• **Text segment**
§ §

Doctor’s legal fees in ‘vendetta’ against lawyer not tax deductible

A doctor who acted out a “vendetta” against an arbitrator who subsequently sued for damages has been told she must pay tax on her legal fees.

The Tax Court of Canada has ruled that Linda Patry’s legal fees are not tax deductible as they were not incurred in the normal course of her work as a medical doctor.

The fees related to legal advice during a case brought by Barrie Neff, a lawyer who had acted as an arbitrator in a tenancy dispute she was having.

Neff ruled against Patry, who then embarked on a campaign aimed at undermining Neff’s professional standing.

Patry had Neff arrested, claiming he was stalking her and suggesting he was a sex offender. She also reported him to the Law Society of British Columbia and said, in her medical opinion, that he was psychiatrically unstable.

In 2012, the Supreme Court of British Columbia ordered her to pay damages of $50,000, jointly with Neff’s jilted partner, Terry Diane Anderson, who had also made serious accusations against him. Patry was held additionally liable for $10,000 in punitive damages.

The ruling, by Justice Ronald Holmes, said: “The defendant Patry formed an intense dislike of the plaintiff and a desire for revenge for his finding against her in the arbitration, which grew and expanded beyond her properly seeking redress of a legal wrong into a vendetta to strip him of his job, professional standing, and finally to have him subjected to criminal prosecution.”

§ §

Data items
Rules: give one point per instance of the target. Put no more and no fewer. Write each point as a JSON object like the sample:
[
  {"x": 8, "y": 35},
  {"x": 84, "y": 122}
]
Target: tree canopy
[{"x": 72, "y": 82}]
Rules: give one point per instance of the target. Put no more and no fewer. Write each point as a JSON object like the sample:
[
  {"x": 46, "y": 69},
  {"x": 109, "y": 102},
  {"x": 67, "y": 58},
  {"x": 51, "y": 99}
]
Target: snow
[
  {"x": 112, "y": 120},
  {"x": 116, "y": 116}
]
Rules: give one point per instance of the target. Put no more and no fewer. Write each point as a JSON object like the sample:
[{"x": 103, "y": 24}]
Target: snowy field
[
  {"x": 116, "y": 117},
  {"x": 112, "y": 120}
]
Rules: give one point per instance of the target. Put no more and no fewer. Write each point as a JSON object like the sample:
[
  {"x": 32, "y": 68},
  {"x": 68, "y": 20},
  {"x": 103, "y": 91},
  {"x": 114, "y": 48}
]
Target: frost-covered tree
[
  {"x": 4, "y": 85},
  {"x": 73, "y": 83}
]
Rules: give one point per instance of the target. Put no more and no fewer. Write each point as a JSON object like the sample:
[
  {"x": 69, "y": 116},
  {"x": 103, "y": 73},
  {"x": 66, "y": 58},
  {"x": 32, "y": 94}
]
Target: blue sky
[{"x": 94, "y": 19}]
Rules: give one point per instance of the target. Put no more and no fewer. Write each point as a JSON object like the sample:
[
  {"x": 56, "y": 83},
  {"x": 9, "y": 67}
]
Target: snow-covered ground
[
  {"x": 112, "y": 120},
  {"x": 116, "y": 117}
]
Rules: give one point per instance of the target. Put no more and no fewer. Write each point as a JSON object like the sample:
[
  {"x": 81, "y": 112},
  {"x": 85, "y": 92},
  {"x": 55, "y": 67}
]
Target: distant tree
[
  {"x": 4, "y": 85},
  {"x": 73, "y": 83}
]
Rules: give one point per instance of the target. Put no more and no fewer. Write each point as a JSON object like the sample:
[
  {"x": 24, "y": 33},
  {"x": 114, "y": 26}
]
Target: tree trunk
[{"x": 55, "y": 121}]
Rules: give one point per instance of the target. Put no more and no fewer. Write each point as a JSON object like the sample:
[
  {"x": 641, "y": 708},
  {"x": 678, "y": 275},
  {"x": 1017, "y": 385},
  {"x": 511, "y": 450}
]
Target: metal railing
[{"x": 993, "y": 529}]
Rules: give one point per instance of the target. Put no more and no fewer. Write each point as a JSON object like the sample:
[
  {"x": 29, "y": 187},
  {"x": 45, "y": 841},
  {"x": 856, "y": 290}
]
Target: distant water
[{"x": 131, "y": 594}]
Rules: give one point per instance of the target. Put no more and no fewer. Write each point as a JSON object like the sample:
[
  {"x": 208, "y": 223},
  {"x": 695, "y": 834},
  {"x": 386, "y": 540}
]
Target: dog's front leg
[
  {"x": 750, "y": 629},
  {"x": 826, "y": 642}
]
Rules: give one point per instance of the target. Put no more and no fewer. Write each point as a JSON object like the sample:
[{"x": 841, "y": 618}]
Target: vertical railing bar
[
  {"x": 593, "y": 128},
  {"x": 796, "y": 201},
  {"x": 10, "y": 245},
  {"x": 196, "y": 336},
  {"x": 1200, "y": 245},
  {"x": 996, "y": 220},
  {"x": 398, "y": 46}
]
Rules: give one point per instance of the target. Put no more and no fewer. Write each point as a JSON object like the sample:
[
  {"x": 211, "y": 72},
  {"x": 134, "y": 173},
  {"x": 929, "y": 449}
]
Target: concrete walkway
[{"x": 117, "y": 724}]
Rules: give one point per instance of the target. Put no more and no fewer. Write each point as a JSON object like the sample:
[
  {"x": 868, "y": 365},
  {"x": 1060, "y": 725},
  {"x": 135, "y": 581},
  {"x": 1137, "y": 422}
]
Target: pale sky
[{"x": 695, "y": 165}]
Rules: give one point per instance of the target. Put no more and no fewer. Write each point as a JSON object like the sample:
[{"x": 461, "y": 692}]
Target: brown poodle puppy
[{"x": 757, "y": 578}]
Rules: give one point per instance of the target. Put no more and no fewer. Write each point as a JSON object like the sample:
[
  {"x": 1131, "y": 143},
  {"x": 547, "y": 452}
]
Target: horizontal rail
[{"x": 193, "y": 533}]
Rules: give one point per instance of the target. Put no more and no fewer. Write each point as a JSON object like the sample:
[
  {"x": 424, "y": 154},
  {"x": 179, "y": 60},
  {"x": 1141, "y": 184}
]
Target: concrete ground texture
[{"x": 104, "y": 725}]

§ §

• **Work instructions**
A) Answer these questions about the article on the doctor's legal fees:
(i) Which court ruled that Linda Patry's legal fees are not tax deductible?
(ii) To which body did Patry report Neff?
(iii) How much did Patry have to pay in punitive damages?
B) Write the next part of the article about the doctor's legal fees, picking up after its last sentence.

• **Answer list**
A)
(i) The Tax Court of Canada
(ii) The Law Society of British Columbia
(iii) $10,000

B)
Neff was called to the bar in 1977 and articled at a Victoria law firm. He has worked at the Lower Nicola Indian Band, West Coast Savings Credit Union, the Residential Tenancy Branch of British Columbia, and in private practice.

However, following his arrest and the reporting of the events in the press, he was “ashamed and humiliated” and his practice dwindled. At the time of last year’s judgment, he was working as a pipe fitter in northern Alberta.

Patry claimed $21,000 of tax deductions from her legal fees but was denied by the minister of national revenue.

She appealed to the Tax Court, arguing that she had needed to fight the lawsuit to avoid being stripped of her license to practise medicine. She had, indeed, had her license removed for a brief period.

The Income Tax Act, generally speaking, allows for the deduction of expenses incurred for the purpose of earning income from a business or property, Justice Robert Hogan said in Kelso Patry v. The Queen last week.

But case law suggests that for legal expenses to be deductible, they must have arisen in the normal course of a person’s income-earning operations and be “directly related” to these operations, the decision adds.

Patry failed to establish that the Neff lawsuit was directly related to her rental operations or bore “anything more than an incidental relationship” to her medical practice, Justice Hogan said. Her appeal was dismissed.